§ Task brief:
If a line below contains "stone", count it; then state how many such lines there are, and nothing else.

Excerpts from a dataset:

########################################

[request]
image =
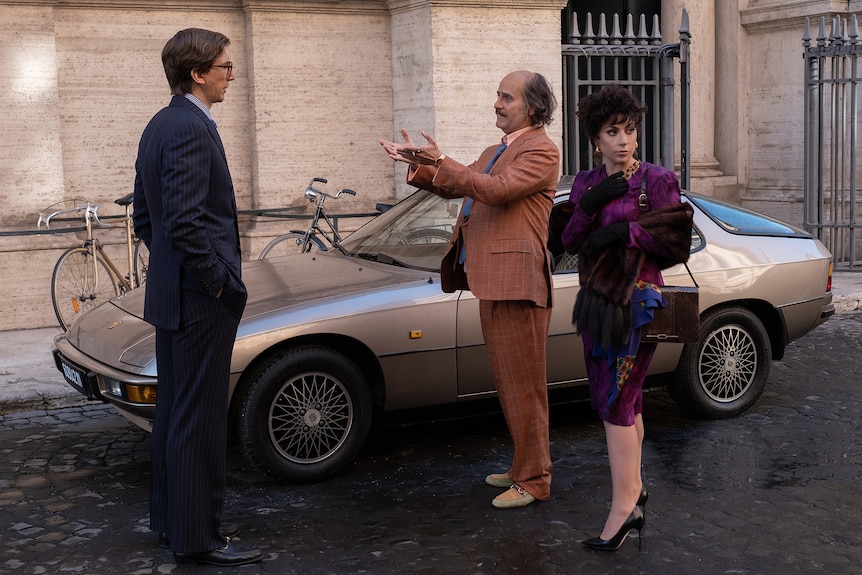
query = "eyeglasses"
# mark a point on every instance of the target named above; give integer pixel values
(228, 67)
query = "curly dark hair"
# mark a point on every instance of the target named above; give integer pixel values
(539, 96)
(612, 102)
(192, 49)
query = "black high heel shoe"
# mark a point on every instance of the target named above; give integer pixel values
(635, 521)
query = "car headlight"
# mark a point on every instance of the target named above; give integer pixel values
(133, 392)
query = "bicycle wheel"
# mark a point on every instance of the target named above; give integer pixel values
(78, 286)
(289, 244)
(142, 262)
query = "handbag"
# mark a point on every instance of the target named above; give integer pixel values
(679, 321)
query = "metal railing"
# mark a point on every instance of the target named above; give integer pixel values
(831, 119)
(641, 62)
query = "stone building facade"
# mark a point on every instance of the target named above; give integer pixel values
(320, 81)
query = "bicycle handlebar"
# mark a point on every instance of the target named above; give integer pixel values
(90, 213)
(311, 192)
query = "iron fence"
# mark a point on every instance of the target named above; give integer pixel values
(831, 119)
(639, 61)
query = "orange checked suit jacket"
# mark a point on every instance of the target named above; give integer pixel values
(506, 234)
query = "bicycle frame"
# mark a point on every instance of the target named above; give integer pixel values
(75, 283)
(312, 194)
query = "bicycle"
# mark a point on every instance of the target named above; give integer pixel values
(296, 241)
(85, 276)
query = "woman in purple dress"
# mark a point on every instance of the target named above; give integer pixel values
(628, 224)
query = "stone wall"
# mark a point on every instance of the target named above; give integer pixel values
(316, 87)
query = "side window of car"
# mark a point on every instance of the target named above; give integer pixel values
(562, 262)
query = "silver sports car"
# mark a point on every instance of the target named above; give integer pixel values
(331, 337)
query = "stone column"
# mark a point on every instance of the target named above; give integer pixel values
(448, 57)
(31, 153)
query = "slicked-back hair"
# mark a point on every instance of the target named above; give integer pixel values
(612, 103)
(192, 49)
(539, 96)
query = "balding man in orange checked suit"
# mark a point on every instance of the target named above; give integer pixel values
(498, 250)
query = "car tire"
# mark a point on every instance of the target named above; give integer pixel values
(305, 415)
(724, 373)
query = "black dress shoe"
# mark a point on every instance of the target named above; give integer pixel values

########################################

§ Result for this task:
3